- ABOUT THIS TASK: Write out, as an exact transcription, the line that has "Report the position of every instance of the concrete" and each line after it through the end of the data below.

Items from a data source:
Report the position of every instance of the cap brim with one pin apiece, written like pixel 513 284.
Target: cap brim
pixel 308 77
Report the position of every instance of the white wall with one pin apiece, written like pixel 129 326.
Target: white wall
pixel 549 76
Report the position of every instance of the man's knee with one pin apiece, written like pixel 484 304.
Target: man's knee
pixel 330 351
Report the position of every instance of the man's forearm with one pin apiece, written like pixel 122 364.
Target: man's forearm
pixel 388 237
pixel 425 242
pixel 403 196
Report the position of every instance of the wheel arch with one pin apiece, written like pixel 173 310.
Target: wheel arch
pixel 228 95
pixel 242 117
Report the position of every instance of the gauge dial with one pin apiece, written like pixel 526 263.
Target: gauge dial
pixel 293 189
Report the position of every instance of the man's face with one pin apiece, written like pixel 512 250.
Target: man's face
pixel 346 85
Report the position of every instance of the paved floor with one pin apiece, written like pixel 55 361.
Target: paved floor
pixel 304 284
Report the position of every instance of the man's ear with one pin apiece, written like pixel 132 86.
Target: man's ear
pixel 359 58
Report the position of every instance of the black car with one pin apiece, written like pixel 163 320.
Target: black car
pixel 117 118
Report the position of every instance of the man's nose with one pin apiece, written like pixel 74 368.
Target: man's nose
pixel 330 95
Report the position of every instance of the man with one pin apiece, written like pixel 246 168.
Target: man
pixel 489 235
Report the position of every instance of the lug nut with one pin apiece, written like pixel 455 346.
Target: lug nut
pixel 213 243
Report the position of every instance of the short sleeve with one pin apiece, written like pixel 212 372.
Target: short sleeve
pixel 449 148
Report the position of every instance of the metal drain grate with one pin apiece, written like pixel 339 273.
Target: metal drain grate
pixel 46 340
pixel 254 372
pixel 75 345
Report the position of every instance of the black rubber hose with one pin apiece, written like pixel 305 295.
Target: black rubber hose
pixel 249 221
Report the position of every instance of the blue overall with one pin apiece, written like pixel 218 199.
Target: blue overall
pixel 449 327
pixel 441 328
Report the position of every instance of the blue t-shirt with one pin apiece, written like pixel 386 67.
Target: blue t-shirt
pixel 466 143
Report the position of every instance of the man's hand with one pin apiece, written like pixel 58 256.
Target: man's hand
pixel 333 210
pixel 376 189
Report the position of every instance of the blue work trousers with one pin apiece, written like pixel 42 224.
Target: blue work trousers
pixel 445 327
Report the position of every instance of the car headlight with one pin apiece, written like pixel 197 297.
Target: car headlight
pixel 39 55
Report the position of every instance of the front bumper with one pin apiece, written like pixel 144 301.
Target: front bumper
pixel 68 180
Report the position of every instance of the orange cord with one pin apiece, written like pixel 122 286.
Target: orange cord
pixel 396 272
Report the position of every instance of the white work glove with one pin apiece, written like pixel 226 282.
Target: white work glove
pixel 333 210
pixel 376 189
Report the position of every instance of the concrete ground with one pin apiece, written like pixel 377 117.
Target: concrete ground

- RESULT:
Report the position of every instance of the concrete ground with one pin apiece, written like pixel 377 117.
Target: concrete ground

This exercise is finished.